▸ DOCUMENT EXTRACT
----------

H2CO3 / HCO3 - Buffer system in the blood

Answer 19

1. Buffer system consists of carbonic acid H2CO3 and the hydrogencarbonate ion HCO3-, its conjugate base
   H2CO3 <-> H+ + HCO3-
2. An increase in [H+] is removed by combining with the large reservoir of HCO3- ion to form the molecular acid H2CO3
   H+ + HCO3- -> H2CO3
3. An increase in [OH-] is removed by the large reservoir of H2CO3 molecules to give HCO3- ions
   OH- + H2CO3 -> HCO3- + H2O

Question 20

Indicator colours

Answer 20

Phenolphthalein:
colourless - pale pink - red
(8 - 9.3 - 10)

Bromothymol blue:
yellow - green - blue
(6 - 7.0 - 8)

Litmus:
red -purple - blue
(5 - - - 8)

Methyl orange:
red - orange - yellow
(3 - 3.7 - 4)

Question 21

Indicator colours in different conditions

Answer 21

HIn <-> H+ +In-
(Kln)

In acidic conditions:
1. [H+] is high
2. By LCP, the position of equilibrium shifts to the left, producing more Hln-
3. The colour of the solution will be the colour of the undissociated indicator, Hln

In alkaline conditions,
1. [H+] is low
2. By LCP, the position of equilibrium shifts to the right, producing more H+ and ln- ions
3. The colour of the solution will be the colour of the ln- ion

At end point,
1. [HIn] = [In-]
2. The colour of the solution will be a mixture (midway) of colours of HIn and In-
3. pH is not necessarily =7 but pH=pKln

(Assuming the solutions used in the titration are colourless)

Question 22

2 conditions for accurate titration results (end point of titration coincide with equivalence point of reaction)

Answer 22

1. The range of the indicators lies within the pH change at equivalence point
2. The pH change at equivalence point must take place over 2 pH units (pKIn +- 1)

----------

▸ CHECK YOUR UNDERSTANDING
• a. Copy out the listing from its first line through the line containing "positive clicks: (613, 362)", including that line, and leave out any pictures.
• b. Write what comes next in the chemistry notes on buffers and indicators, starting after their last line.

----------

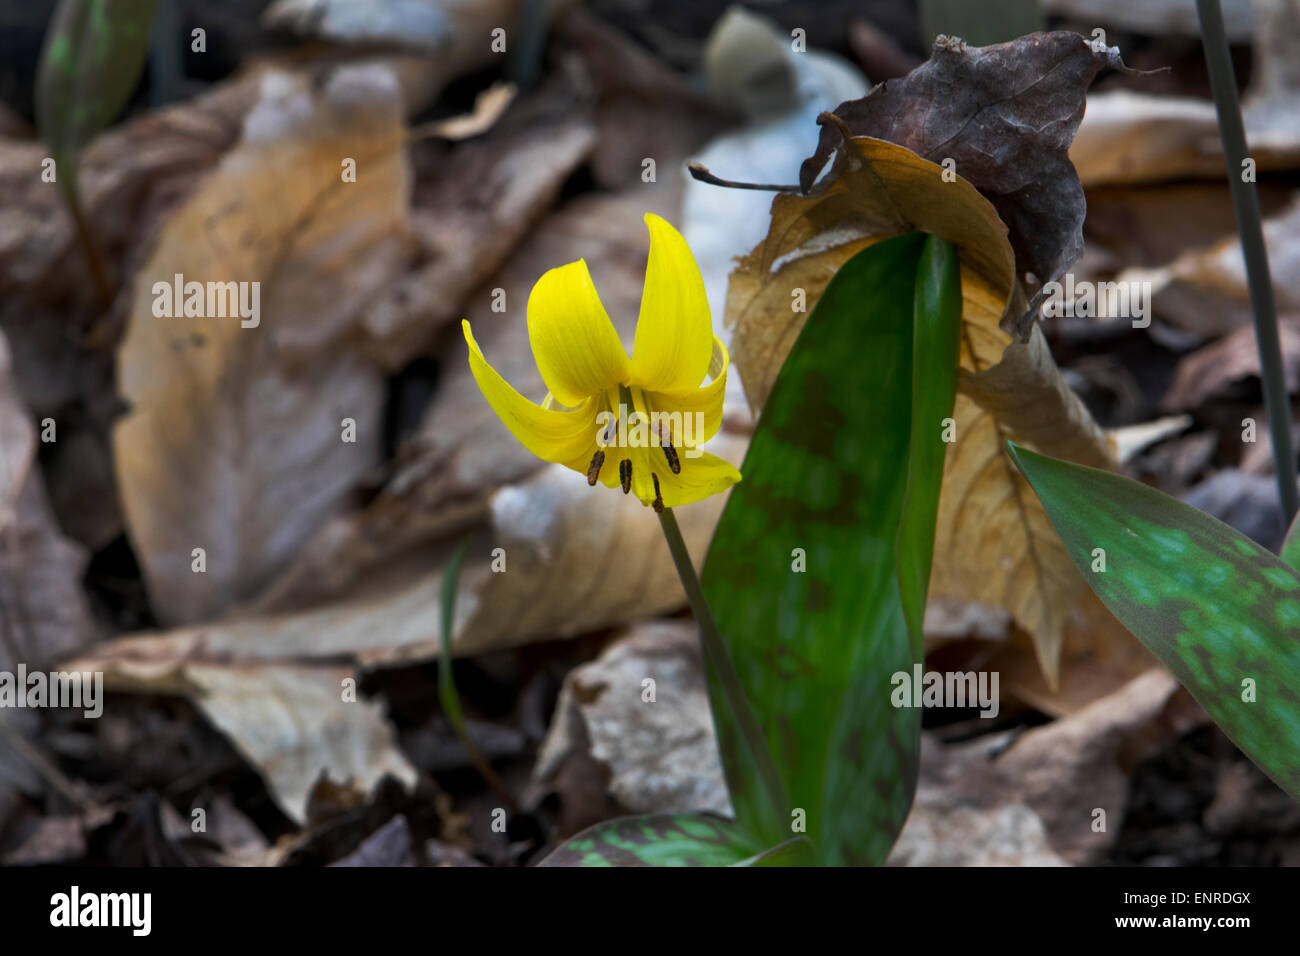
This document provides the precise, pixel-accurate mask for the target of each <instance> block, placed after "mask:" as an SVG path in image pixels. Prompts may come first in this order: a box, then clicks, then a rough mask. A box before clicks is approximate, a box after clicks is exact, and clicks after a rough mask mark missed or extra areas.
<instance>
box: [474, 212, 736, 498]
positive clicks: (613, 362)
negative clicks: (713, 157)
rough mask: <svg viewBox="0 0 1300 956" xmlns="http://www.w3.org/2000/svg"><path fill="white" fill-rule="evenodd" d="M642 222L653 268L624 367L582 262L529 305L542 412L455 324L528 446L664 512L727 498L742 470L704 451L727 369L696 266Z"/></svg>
mask: <svg viewBox="0 0 1300 956" xmlns="http://www.w3.org/2000/svg"><path fill="white" fill-rule="evenodd" d="M645 221H646V225H647V226H649V228H650V260H649V263H647V264H646V278H645V289H643V291H642V295H641V313H640V316H638V317H637V330H636V339H634V342H633V347H632V358H630V359H629V358H628V354H627V351H625V350H624V347H623V343H621V342H620V341H619V333H617V332H615V329H614V325H612V323H610V316H608V315H607V313H606V311H604V307H603V306H602V304H601V299H599V297H598V295H597V293H595V285H594V284H593V282H591V276H590V273H589V272H588V268H586V263H585V261H584V260H581V259H580V260H578V261H576V263H569V264H567V265H560V267H558V268H555V269H551V271H550V272H547V273H545V274H543V276H542V277H541V278H539V280H537V285H534V286H533V291H532V294H530V295H529V297H528V341H529V343H530V345H532V347H533V358H534V359H536V360H537V368H538V371H539V372H541V375H542V381H545V382H546V388H547V389H550V392H549V393H547V395H546V398H545V399H543V401H542V403H541V405H537V403H534V402H530V401H529V399H528V398H525V397H524V395H521V394H519V392H516V390H515V389H513V388H512V386H511V385H510V382H507V381H506V380H504V378H503V377H502V376H500V375H499V373H498V372H497V369H494V368H493V367H491V365H490V364H487V359H485V358H484V354H482V351H481V350H480V349H478V345H477V342H474V337H473V333H472V332H471V329H469V323H468V321H461V326H463V329H464V333H465V342H468V345H469V369H471V371H472V372H473V376H474V381H476V382H478V388H480V389H481V390H482V393H484V397H485V398H486V399H487V403H489V405H490V406H491V408H493V411H494V412H497V416H498V418H499V419H500V420H502V421H503V423H504V424H506V428H508V429H510V431H511V433H512V434H513V436H515V437H516V438H517V440H519V442H520V444H521V445H523V446H524V447H526V449H528V450H529V451H532V453H533V454H534V455H537V457H538V458H542V459H545V460H547V462H555V463H558V464H563V466H565V467H568V468H572V470H573V471H576V472H578V473H581V475H585V476H586V481H588V484H589V485H595V483H597V481H599V483H602V484H603V485H606V486H607V488H615V486H621V488H623V493H624V494H627V493H628V492H633V493H636V496H637V498H640V499H641V503H643V505H649V506H653V507H654V510H655V511H663V509H666V507H675V506H677V505H689V503H690V502H694V501H699V499H702V498H707V497H708V496H711V494H716V493H718V492H722V490H725V489H727V488H729V486H731V485H733V484H735V483H736V481H740V472H738V471H737V470H736V467H735V466H732V464H731V463H729V462H725V460H723V459H722V458H718V457H716V455H711V454H708V453H706V451H703V450H702V449H701V447H699V446H701V445H702V444H703V442H706V441H708V440H710V438H711V437H714V434H715V433H716V432H718V428H719V427H720V425H722V419H723V393H724V390H725V388H727V363H728V359H727V349H725V347H724V346H723V343H722V342H720V341H719V339H718V337H716V336H714V326H712V321H711V319H710V316H708V299H707V298H706V297H705V282H703V280H702V278H701V276H699V267H697V265H695V259H694V256H692V254H690V250H689V248H688V247H686V241H685V239H682V238H681V234H680V233H679V232H677V230H676V229H673V228H672V226H671V225H668V222H666V221H664V220H662V219H659V217H658V216H653V215H647V216H646V217H645ZM706 377H707V378H708V381H707V382H705V378H706Z"/></svg>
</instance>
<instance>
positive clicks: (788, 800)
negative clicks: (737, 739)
mask: <svg viewBox="0 0 1300 956" xmlns="http://www.w3.org/2000/svg"><path fill="white" fill-rule="evenodd" d="M659 524H660V525H663V536H664V537H666V538H667V540H668V550H669V551H671V553H672V563H673V564H676V566H677V576H679V578H680V579H681V587H682V588H684V589H685V591H686V600H688V601H689V602H690V610H692V611H694V614H695V622H697V623H698V624H699V644H701V646H702V648H703V652H705V659H706V661H707V662H708V665H710V666H712V669H714V674H716V675H718V683H719V685H720V687H722V689H723V695H724V696H725V697H727V702H728V704H729V705H731V709H732V714H735V717H736V722H737V723H738V724H740V731H741V736H742V737H744V739H745V745H746V747H748V749H749V752H750V757H751V758H753V761H754V765H755V766H757V767H758V775H759V778H761V779H762V780H763V787H764V788H766V790H767V799H768V801H770V803H771V804H772V810H774V812H775V813H776V816H777V825H779V826H780V829H781V830H783V831H784V830H785V827H788V826H789V825H790V801H789V797H788V796H787V793H785V784H784V783H781V777H780V774H777V773H776V765H775V763H774V762H772V753H771V750H768V748H767V737H766V736H764V735H763V728H762V726H759V723H758V717H755V715H754V709H753V708H751V706H750V705H749V697H748V696H746V695H745V685H744V684H741V682H740V674H737V672H736V666H735V665H733V663H732V659H731V654H728V653H727V645H724V644H723V639H722V635H720V633H719V632H718V622H716V620H714V614H712V611H710V610H708V602H707V601H706V600H705V588H703V585H701V583H699V576H698V575H697V574H695V566H694V564H692V563H690V553H689V551H688V550H686V542H685V541H684V540H682V537H681V528H679V527H677V519H676V518H675V516H673V514H672V509H671V507H666V509H664V510H663V511H662V512H659Z"/></svg>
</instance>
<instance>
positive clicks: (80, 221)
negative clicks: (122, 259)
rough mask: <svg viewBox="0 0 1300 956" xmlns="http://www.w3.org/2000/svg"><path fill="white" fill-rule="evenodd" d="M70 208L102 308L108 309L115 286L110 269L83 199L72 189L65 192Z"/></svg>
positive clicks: (82, 251)
mask: <svg viewBox="0 0 1300 956" xmlns="http://www.w3.org/2000/svg"><path fill="white" fill-rule="evenodd" d="M64 198H65V199H66V200H68V208H69V211H70V212H72V215H73V224H74V225H75V226H77V242H78V245H79V246H81V250H82V255H83V256H85V258H86V264H87V265H88V267H90V280H91V285H94V286H95V294H96V295H98V297H99V306H100V308H104V310H107V308H108V307H109V306H110V304H112V303H113V287H112V285H110V284H109V281H108V269H107V268H105V267H104V256H103V255H100V251H99V243H98V242H95V230H94V229H91V225H90V220H87V219H86V213H85V212H82V208H81V199H79V198H78V196H77V194H75V193H73V191H72V190H66V191H65V193H64Z"/></svg>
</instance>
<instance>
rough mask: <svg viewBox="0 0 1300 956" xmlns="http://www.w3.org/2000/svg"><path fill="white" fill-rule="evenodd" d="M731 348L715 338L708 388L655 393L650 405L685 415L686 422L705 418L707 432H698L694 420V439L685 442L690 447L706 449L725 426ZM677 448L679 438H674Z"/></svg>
mask: <svg viewBox="0 0 1300 956" xmlns="http://www.w3.org/2000/svg"><path fill="white" fill-rule="evenodd" d="M728 365H729V360H728V358H727V346H724V345H723V343H722V339H720V338H716V337H715V338H714V352H712V362H711V363H710V365H708V375H710V376H711V378H710V381H708V384H707V385H701V386H699V388H698V389H676V390H671V392H651V393H650V395H649V397H650V403H651V406H653V407H654V410H655V411H667V412H681V415H682V420H685V418H686V416H688V415H690V416H694V415H695V412H699V414H701V415H703V428H695V419H694V418H692V419H690V425H689V428H690V436H689V441H686V442H685V446H686V447H694V446H697V445H702V444H705V442H706V441H708V440H710V438H712V437H714V436H715V434H718V429H719V428H720V427H722V424H723V401H724V398H725V392H727V368H728ZM673 444H677V437H676V436H673Z"/></svg>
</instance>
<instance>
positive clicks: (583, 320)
mask: <svg viewBox="0 0 1300 956" xmlns="http://www.w3.org/2000/svg"><path fill="white" fill-rule="evenodd" d="M528 341H529V342H530V343H532V346H533V358H534V359H537V369H538V371H539V372H541V373H542V381H545V382H546V388H549V389H550V390H551V394H552V395H555V398H556V399H558V401H559V402H560V405H565V406H569V407H576V406H578V405H581V403H582V402H585V401H586V399H588V398H589V397H590V395H595V394H599V393H602V392H604V390H606V389H610V388H614V386H616V385H617V384H619V382H625V381H627V380H628V365H629V363H628V354H627V351H625V350H624V349H623V342H620V341H619V333H617V332H615V330H614V325H612V323H610V316H608V315H607V313H606V311H604V306H602V304H601V297H599V295H597V291H595V284H593V282H591V273H590V272H588V269H586V261H585V260H582V259H578V260H577V261H576V263H569V264H568V265H560V267H558V268H555V269H551V271H550V272H547V273H545V274H543V276H542V277H541V278H539V280H537V285H534V286H533V291H532V293H530V294H529V297H528ZM697 384H698V382H697Z"/></svg>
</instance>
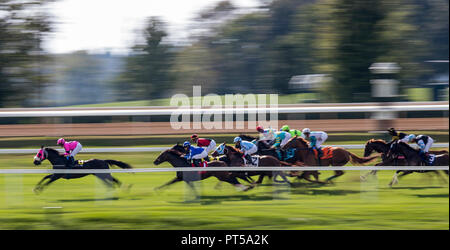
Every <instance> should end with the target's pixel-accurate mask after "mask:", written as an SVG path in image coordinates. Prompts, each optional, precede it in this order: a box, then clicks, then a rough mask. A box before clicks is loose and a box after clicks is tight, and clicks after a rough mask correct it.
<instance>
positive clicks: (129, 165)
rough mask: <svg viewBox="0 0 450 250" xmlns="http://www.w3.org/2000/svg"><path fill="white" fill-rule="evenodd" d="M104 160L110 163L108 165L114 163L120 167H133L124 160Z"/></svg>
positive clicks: (127, 167) (117, 165)
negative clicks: (121, 161)
mask: <svg viewBox="0 0 450 250" xmlns="http://www.w3.org/2000/svg"><path fill="white" fill-rule="evenodd" d="M105 162H106V163H108V165H110V166H112V165H116V166H118V167H120V168H133V167H132V166H130V165H128V164H126V163H125V162H121V161H115V160H105Z"/></svg>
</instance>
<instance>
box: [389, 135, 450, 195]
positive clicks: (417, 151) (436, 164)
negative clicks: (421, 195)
mask: <svg viewBox="0 0 450 250" xmlns="http://www.w3.org/2000/svg"><path fill="white" fill-rule="evenodd" d="M437 152H439V151H437ZM419 153H420V150H419V149H414V148H412V147H411V146H409V145H408V144H406V143H404V142H401V141H397V142H394V143H393V144H392V147H391V148H390V150H389V152H388V154H387V155H388V156H387V157H391V156H394V157H395V155H403V156H404V157H405V161H406V163H407V164H406V165H407V166H422V165H424V162H423V160H422V157H420V154H419ZM433 165H434V166H448V153H445V154H440V155H436V156H435V160H434V163H433ZM414 172H416V173H427V172H433V173H435V174H436V175H437V176H438V177H439V178H441V179H442V180H444V181H445V182H447V181H446V180H445V179H444V178H443V176H442V175H441V174H440V173H439V171H436V170H397V171H396V172H395V174H394V177H393V178H392V180H391V182H390V183H389V186H391V187H392V185H394V184H397V183H398V179H399V178H400V177H402V176H405V175H408V174H412V173H414ZM400 173H401V174H400ZM444 173H446V174H447V175H448V170H444ZM399 174H400V175H399Z"/></svg>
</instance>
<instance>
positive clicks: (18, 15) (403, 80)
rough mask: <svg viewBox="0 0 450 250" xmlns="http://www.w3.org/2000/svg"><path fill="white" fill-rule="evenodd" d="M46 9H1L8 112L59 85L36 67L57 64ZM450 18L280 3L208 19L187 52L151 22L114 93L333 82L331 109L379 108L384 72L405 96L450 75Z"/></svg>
mask: <svg viewBox="0 0 450 250" xmlns="http://www.w3.org/2000/svg"><path fill="white" fill-rule="evenodd" d="M45 2H46V1H43V0H42V1H29V3H28V2H27V1H20V2H17V1H3V0H2V1H1V4H0V6H1V7H0V107H2V106H6V105H8V106H11V105H17V106H27V105H29V106H30V105H31V106H32V105H33V104H32V103H29V101H28V97H29V96H30V95H37V94H39V93H41V92H39V89H40V88H41V87H40V86H41V85H43V84H44V83H48V82H49V81H47V80H46V77H47V74H46V72H42V68H39V67H36V64H40V65H42V63H43V62H49V60H50V59H49V58H48V56H47V55H44V54H43V53H41V52H42V51H41V47H40V45H41V43H42V39H43V36H44V34H46V33H48V32H49V31H50V24H49V20H50V18H49V17H48V16H47V15H46V14H44V13H41V12H38V11H36V13H35V14H33V15H21V14H20V13H22V12H23V11H24V10H29V9H33V8H34V7H35V6H38V5H41V4H43V3H45ZM448 10H449V9H448V0H273V1H261V5H260V6H259V7H258V8H257V9H255V10H253V11H251V12H250V13H246V14H242V13H241V12H240V10H239V8H237V7H235V6H233V4H232V3H231V2H229V1H222V2H219V3H218V4H217V5H215V6H212V7H210V8H207V9H204V10H199V12H198V15H197V17H196V18H195V20H194V21H195V22H194V24H193V25H191V26H190V30H189V33H190V37H189V39H188V40H187V41H185V42H184V43H183V45H177V44H174V43H171V42H170V41H169V40H168V35H169V34H168V31H167V26H166V24H165V23H164V22H163V21H162V20H161V19H160V18H157V17H152V18H149V19H148V20H147V24H146V27H145V29H143V30H142V32H141V34H140V38H141V39H140V40H139V42H137V43H136V44H135V46H134V47H133V48H132V53H130V54H129V55H128V56H126V57H124V58H123V65H122V66H121V69H122V70H121V71H120V73H118V74H116V75H115V76H114V80H113V81H111V82H110V84H111V87H114V88H115V89H116V96H115V99H117V100H142V99H154V98H162V97H170V96H171V95H173V94H174V93H185V94H188V95H189V94H191V93H192V86H193V85H202V92H203V94H207V93H217V94H225V93H238V92H239V93H279V94H289V93H291V91H292V90H290V89H289V84H288V83H289V80H290V79H291V77H293V76H295V75H304V74H328V75H330V76H331V77H332V81H330V82H328V83H327V85H325V86H322V88H321V89H320V93H321V98H322V99H323V100H324V101H326V102H331V101H332V102H360V101H372V98H371V85H370V79H372V78H373V75H372V73H371V72H370V70H369V67H370V65H371V64H372V63H374V62H396V63H398V64H399V65H400V66H401V68H402V70H401V72H400V74H399V75H398V80H400V82H401V84H402V85H401V90H405V89H406V88H407V87H409V86H414V85H419V84H421V83H423V82H424V81H426V80H427V79H429V78H430V76H432V75H436V74H447V75H448V64H446V65H445V66H446V67H431V66H430V64H426V63H424V61H426V60H448V27H449V25H448ZM50 63H51V62H50ZM77 65H78V66H79V68H83V67H82V66H83V63H81V64H80V63H78V64H77ZM84 68H86V67H84ZM87 68H90V67H87ZM85 70H89V69H85ZM90 70H91V71H92V68H90ZM69 71H70V72H72V73H73V72H75V73H76V72H78V74H83V72H79V71H77V70H69ZM75 73H73V74H75ZM75 78H76V76H73V79H75Z"/></svg>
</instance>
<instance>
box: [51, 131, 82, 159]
mask: <svg viewBox="0 0 450 250" xmlns="http://www.w3.org/2000/svg"><path fill="white" fill-rule="evenodd" d="M56 144H57V145H58V146H61V147H63V148H64V150H65V153H64V156H65V157H66V159H67V161H68V162H69V164H70V165H72V166H75V159H74V157H75V155H77V154H78V153H79V152H80V151H81V149H82V148H83V146H81V143H79V142H77V141H70V142H66V140H64V138H59V139H58V141H57V142H56Z"/></svg>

----------

▸ ANSWERS TO THIS EXERCISE
• a.
This document provides the precise, pixel-accurate mask for the target of each <instance> block, placed after "mask:" as an SVG path in image pixels. Prompts may come first in this order: a box, then clicks, then a rough mask. A box before clicks is approximate, a box after clicks is exact, and clicks after a rough mask mark missed or extra areas.
<instance>
box: [474, 212, 736, 498]
positive clicks: (613, 362)

• b.
Question 23

Strong acid - strong base titration

Answer 23

Initial pH:
- Acid present
- Initial pH is low (pH < 2) due to high [H+] from the strong acid
- pH = - lg[H+] where [H+] = [HCl]

Midway of titration (1/2 Veq):
- Salt and unreacted acid present
- Initial addition of alkali has little effect on pH (flat portion) as water and a neutral salt are formed
- pH = - lg [H+] where [H+] = [HCl]unreacted

Equivalence point:
- Salt present
- Nearing the equivalence point, 1/2 drops of alkali causes a sharp increase in pH from pH 3 to pH 11
- At equivalence point, pH = 7 as a neutral salt is formed

Final pH:
- Salt and excess alkali present
- After the equivalence point, the graph flattens out at high pH (pH > 11 for strong bases) due to high [OH-] from excess strong base
- pOH = -lg [OH-] where [OH-] = [NaOH]unreacted

Choice of indicator:
- methyl orange, phenolphthalein, almost any indicator because the pH range of these indicators lie within the pH change at equivalence point (pH 3 to 11)

Question 24

Weak acid - strong base titration

Answer 24

Initial pH:
- Weak acid present
- Initial pH is higher than 2 as [H+] is low due to partial dissociation of a weak acid
- [H+] = squareroot(Kac)
- pH = - lg[H+]

Midway of titration:
- Salt and unreacted acid present
- Initial addition of strong base causes pH to rise rapidly, but soon remains fairly constant at pH = 5. due to presence of weak acid and salt, forming a buffer solution. This region with a slow rise in pH is called the buffer region
- When half of the weak acid is neutralised, half the original amount of acid is converted to salt, thus [weak acid] = [salt]. Thus a solution of maximum buffering capacity is formed
- pH = pKa + lg [salt]/[acid]

Equivalence point:
- Salt present
- Nearing the equivalence point, 1/2 drops of alkali causes a sharp increase in pH from pH 7 to pH 11
- At equivalence point, pH > 7 because salt hydrolysis of basic salt can take place to give OH- ions
- [OH-] = squareroot(Kbc)
- pH = - lg[OH-]

Final pH:
- Salt and excess alkali present
- After the equivalence point, the curve flattens out at high pH (pH > 11 for strong bases) due to high [OH-] from large excess of strong base
- pOH = -lg [OH-] where [OH-] = [strong base]unreacted

Choice of indicator:
- phenolphthalein because only the range of phenolphthalein (pH 8 to 10) lies within the pH change at equivalence point (pH 7 to 11)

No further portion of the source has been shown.